◆ EXERCISE DETAILS:
Please answer these questions from the C. Balagopal profile:
1. What company did he found?
2. Which school did he attend as a child?
3. In what year did he join the IAS?

- Born: Balagopal Chandrasekhar 2 October 1952 (age 73) Kollam, Kerala, India
- Education: B.A. and M.A. in economics, Loyola College, Chennai University of Madras
- Occupations: Entrepreneur, Author and former Civil servant
- Known for: Founder of Terumo Penpol

= C. Balagopal =

Indian industrialist and author (born 1952)

Balagopal Chandrasekhar (born 2 October 1952), better known as C. Balagopal, is an Indian entrepreneur, author and former Indian Administrative Service officer. He founded Peninsula Polymers, also known as Penpol, India's first blood-bag manufacturing company. It later became Terumo Penpol after a joint venture with the Japanese company Terumo. He served as part-time chairman of Federal Bank from November 2021 to June 2023. In September 2024, he was appointed chairman of the Kerala State Industrial Development Corporation (KSIDC).

== Early life and education ==
Balagopal was born in Kollam, Kerala. He spent much of his childhood on tea and rubber estates in the Nilgiri Hills and Wayanad, where his father worked as a manager. He attended The Lawrence School, Lovedale, studied economics at Loyola College, and completed a master's degree in economics from the University of Madras. He later joined a doctoral programme at the University of Kerala.

== Career ==
Balagopal passed the civil services examination in 1976 and joined the IAS in 1977. He was allotted the Manipur cadre and first worked in Tamenglong. He later served in Ukhrul and Imphal West. In 1980, he went on deputation to Kerala, where he served as a sub-divisional officer in Kollam and later worked in a state public-sector undertaking. He resigned from the service in 1983.

◆ AVAILABLE DATA:
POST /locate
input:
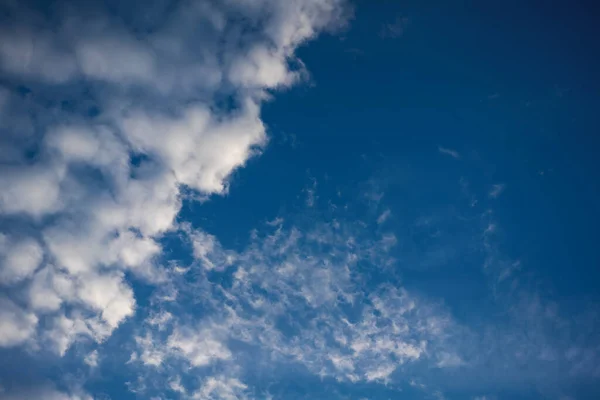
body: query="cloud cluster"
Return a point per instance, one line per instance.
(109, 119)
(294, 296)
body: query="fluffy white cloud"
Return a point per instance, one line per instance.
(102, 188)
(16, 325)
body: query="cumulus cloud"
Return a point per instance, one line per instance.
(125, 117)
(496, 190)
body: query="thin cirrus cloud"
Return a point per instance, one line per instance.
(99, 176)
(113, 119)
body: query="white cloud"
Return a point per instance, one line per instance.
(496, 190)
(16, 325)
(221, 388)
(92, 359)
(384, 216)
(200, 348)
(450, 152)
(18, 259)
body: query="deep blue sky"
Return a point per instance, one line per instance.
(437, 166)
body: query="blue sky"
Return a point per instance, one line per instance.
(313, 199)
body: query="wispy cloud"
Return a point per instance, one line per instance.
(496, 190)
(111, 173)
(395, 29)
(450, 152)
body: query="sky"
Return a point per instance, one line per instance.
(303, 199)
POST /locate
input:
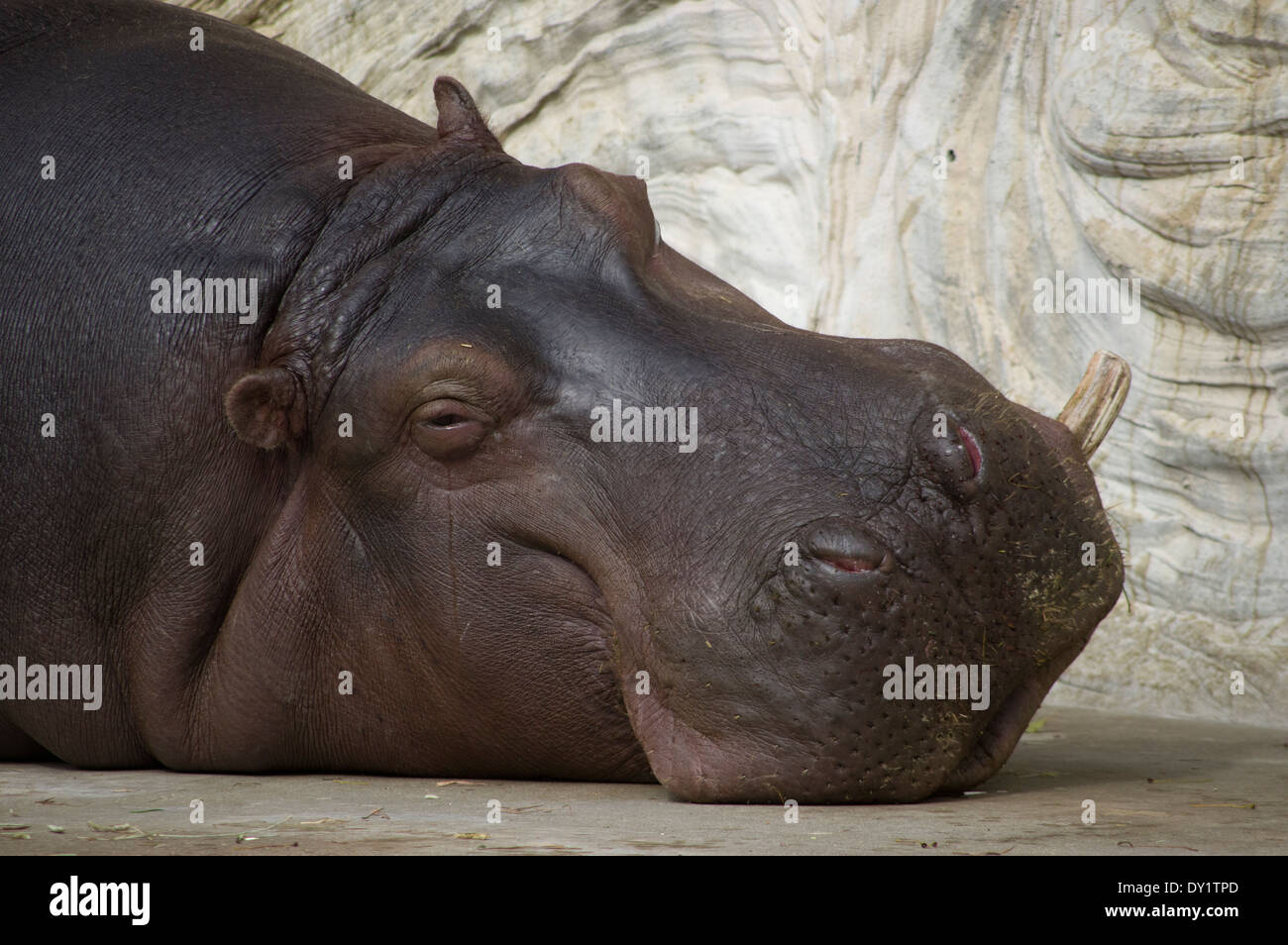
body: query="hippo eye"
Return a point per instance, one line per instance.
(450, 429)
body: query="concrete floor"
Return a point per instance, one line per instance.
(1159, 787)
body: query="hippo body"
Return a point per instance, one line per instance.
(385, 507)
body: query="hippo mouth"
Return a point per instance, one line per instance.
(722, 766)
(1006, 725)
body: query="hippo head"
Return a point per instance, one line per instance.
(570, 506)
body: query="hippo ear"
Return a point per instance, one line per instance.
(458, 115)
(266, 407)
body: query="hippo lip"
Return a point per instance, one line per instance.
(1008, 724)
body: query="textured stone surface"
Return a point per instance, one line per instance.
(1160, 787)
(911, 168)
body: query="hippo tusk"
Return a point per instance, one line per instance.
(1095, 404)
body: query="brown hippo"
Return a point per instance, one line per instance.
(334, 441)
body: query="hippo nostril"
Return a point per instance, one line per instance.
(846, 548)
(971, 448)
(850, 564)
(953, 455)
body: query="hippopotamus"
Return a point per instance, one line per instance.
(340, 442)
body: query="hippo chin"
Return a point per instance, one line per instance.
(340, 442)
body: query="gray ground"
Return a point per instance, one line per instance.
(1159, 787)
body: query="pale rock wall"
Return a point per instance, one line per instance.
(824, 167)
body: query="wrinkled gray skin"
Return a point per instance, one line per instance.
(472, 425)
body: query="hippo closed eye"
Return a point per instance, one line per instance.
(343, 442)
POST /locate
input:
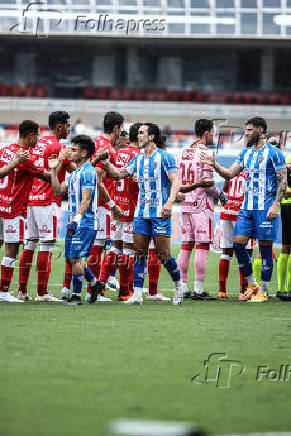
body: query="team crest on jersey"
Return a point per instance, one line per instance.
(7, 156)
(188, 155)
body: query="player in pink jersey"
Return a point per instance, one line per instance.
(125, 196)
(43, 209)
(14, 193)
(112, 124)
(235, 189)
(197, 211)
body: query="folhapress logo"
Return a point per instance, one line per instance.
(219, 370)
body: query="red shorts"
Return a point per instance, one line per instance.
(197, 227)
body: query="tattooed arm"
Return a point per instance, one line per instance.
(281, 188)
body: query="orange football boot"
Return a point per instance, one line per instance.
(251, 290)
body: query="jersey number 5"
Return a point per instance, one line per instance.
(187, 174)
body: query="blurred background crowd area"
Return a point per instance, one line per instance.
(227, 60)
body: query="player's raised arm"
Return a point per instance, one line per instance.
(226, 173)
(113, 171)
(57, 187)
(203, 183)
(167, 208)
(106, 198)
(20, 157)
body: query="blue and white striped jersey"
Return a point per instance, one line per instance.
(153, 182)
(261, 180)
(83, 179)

◆ OUTPUT:
1. Peninsula Polymers, also known as Penpol
2. The Lawrence School, Lovedale
3. 1977